* What the task requires *
Output all of the data below exactly as given.

---

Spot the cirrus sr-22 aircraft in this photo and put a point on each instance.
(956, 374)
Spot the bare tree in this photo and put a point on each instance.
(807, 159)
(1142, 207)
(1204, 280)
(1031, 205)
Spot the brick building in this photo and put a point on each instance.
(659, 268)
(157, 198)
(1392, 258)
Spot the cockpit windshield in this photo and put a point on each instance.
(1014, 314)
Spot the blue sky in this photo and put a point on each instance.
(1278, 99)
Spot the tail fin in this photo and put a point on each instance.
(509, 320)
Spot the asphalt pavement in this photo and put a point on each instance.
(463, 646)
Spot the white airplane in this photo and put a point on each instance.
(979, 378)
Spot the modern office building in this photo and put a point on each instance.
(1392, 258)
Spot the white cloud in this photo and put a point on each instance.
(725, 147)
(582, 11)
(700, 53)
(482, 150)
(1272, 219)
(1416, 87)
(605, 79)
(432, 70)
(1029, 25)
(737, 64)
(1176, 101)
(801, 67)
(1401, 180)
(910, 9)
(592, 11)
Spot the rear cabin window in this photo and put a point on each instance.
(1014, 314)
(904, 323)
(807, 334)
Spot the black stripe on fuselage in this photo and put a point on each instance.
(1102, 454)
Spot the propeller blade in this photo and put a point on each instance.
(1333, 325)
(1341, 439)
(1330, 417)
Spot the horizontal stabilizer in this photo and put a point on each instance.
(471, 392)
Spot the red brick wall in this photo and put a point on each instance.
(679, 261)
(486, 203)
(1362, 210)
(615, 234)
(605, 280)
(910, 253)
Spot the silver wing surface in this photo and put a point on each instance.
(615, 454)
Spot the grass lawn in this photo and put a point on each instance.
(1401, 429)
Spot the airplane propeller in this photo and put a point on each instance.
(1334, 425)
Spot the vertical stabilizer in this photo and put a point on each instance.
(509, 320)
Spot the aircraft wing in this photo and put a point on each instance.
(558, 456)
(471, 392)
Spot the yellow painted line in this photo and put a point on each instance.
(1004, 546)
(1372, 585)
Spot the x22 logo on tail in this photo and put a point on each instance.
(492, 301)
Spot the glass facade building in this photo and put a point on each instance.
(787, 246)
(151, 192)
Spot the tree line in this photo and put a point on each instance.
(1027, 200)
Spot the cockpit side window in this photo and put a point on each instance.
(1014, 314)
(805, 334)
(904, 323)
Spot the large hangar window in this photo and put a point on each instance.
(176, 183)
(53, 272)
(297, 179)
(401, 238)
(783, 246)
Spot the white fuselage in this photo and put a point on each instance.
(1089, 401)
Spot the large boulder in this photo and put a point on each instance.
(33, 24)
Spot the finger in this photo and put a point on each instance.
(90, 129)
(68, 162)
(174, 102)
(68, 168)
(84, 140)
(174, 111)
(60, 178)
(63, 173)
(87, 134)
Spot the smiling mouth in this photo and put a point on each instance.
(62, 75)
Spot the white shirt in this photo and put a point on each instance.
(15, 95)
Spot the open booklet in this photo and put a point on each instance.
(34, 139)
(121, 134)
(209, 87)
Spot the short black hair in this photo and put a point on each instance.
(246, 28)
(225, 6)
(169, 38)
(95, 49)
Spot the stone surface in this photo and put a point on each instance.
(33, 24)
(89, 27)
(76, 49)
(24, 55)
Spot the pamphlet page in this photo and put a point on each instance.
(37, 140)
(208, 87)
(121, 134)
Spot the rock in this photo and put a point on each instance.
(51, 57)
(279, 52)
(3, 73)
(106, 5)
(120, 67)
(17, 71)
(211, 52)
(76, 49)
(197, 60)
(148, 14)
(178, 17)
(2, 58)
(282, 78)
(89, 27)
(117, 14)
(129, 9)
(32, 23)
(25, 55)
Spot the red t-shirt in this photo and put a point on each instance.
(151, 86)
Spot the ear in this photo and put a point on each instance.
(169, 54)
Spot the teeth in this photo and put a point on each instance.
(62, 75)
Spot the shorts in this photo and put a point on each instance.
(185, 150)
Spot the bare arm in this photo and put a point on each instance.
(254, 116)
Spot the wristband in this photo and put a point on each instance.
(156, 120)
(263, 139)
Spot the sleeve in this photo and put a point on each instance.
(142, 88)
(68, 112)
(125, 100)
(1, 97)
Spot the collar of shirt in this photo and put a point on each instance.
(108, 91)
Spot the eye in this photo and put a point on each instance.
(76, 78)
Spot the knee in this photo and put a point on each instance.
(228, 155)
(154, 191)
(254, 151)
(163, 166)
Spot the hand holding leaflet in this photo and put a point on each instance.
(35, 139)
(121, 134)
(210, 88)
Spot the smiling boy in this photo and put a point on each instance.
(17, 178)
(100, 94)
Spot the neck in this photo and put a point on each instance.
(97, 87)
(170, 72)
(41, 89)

---

* Solution to the exercise *
Spot the cirrus sr-22 aircraft in this photo and put a point on each instance.
(956, 374)
Spot the bare tree in this photo and put a point on each instance.
(807, 159)
(1142, 207)
(1204, 280)
(1031, 205)
Spot the brick building in this photo and put a point on each instance.
(659, 268)
(157, 198)
(1392, 258)
Spot the cockpit windshield in this photo and put a point on each instance.
(1014, 314)
Spot the blue sky in this photo and put a point on each instance.
(1278, 99)
Spot the tail fin in this photo and put a point on each instance.
(509, 320)
Spot the asphalt pavement in this photo and put a point on each instance.
(463, 646)
Spot the white airplane in this photo and put a point on each instance.
(979, 378)
Spot the modern office building in this photo and put a point on each instance.
(1392, 258)
Spot the white cloud in this photo and put a point on each instance.
(725, 147)
(582, 11)
(700, 53)
(482, 150)
(1272, 219)
(1416, 87)
(605, 79)
(432, 70)
(1029, 25)
(737, 64)
(1176, 101)
(801, 67)
(1401, 180)
(910, 9)
(592, 11)
Spot the rear cabin window in this photo and put a point on each instance.
(1014, 314)
(904, 323)
(807, 334)
Spot the black stripe on fuselage in this photo and put a point on each instance.
(1102, 454)
Spot the propeller blade in this photo and put a point on each instance.
(1333, 325)
(1341, 439)
(1330, 417)
Spot the horizontal stabilizer in this photo and put a point on each instance.
(471, 392)
Spot the red brick wall in this photo and put a point on each instance.
(679, 261)
(486, 203)
(1362, 210)
(615, 234)
(605, 280)
(910, 253)
Spot the silver wing surface in this photo and put a point on each instance.
(615, 454)
Spot the grass lawn in this photo and put a point on each instance.
(1401, 429)
Spot the airplane propeller in this photo and put a point on each instance.
(1334, 425)
Spot the vertical stabilizer in this photo and put a point on each instance.
(509, 320)
Spot the aircraft wing in this photo and put a point on each instance.
(558, 456)
(471, 392)
Spot the yellow painted line in this photo and put a point on each instance.
(1004, 546)
(1372, 585)
Spot the x22 logo on tail in this photo and put a point on each instance.
(492, 301)
Spot the glass facade building in this photo and put a point on each instance.
(787, 246)
(151, 192)
Spot the tree line in this photo and put a point on each instance.
(1027, 200)
Spot the cockpit side window in this photo and put a point on each instance.
(1014, 314)
(805, 334)
(904, 323)
Spot the large hangar window in this photo and put a point on each instance.
(176, 183)
(53, 272)
(297, 179)
(401, 238)
(783, 246)
Spot the white fuselage in this photo and put a point on each instance.
(1089, 401)
Spot the large boulder in this photo and put a point on each instance.
(33, 24)
Spot the finger in this photo and put a point on each instance.
(90, 129)
(68, 162)
(174, 102)
(68, 168)
(84, 140)
(174, 111)
(60, 178)
(63, 173)
(87, 134)
Spot the smiling mouth in this photo and put a point on each instance.
(62, 75)
Spot the white shirt in this photo and put a point on each instance.
(15, 95)
Spot the open booklet in this photo and put a point on each instance.
(34, 139)
(121, 134)
(209, 87)
Spot the short black hair in this photo and put a point on each instance.
(246, 28)
(225, 6)
(169, 38)
(95, 49)
Spot the stone surface in this photo and put a point on each instance.
(33, 24)
(89, 27)
(76, 49)
(24, 55)
Spot the pamphlet page in this photo and put a point on each instance.
(37, 140)
(208, 87)
(121, 134)
Spot the rock in this photo and put a point on each instance.
(51, 57)
(279, 52)
(3, 73)
(106, 5)
(120, 67)
(17, 71)
(211, 52)
(76, 49)
(197, 60)
(148, 14)
(178, 17)
(2, 58)
(282, 78)
(89, 27)
(117, 14)
(129, 9)
(32, 23)
(25, 55)
Spot the red t-shirt in this photo and put a point on each instance.
(151, 86)
Spot the ear in this photo and put a point on each instance.
(169, 54)
Spot the teeth in this photo and put a point on each instance.
(62, 75)
Spot the shorts in this photo and put a point on each instance.
(185, 150)
Spot the bare arm in this photo and put a point on each instance.
(254, 116)
Spot the wristband in this photo and put a point on each instance.
(156, 120)
(263, 139)
Spot the sleeve in this photo and put a point on each instance.
(142, 88)
(68, 112)
(125, 100)
(1, 97)
Spot the collar of shirt in this photo and put a point on each instance.
(108, 91)
Spot the eye in this photo and put a point on each instance.
(76, 78)
Spot the knee in this photo and put a point on each instance.
(228, 155)
(154, 191)
(254, 151)
(163, 166)
Spot the hand holding leaflet in this photo and put a point on each instance.
(35, 139)
(121, 134)
(210, 88)
Spot the smiling boy in this photo and put a point on each instance.
(17, 178)
(100, 94)
Spot the neck in this photo and put a point on each instance.
(97, 87)
(170, 72)
(41, 89)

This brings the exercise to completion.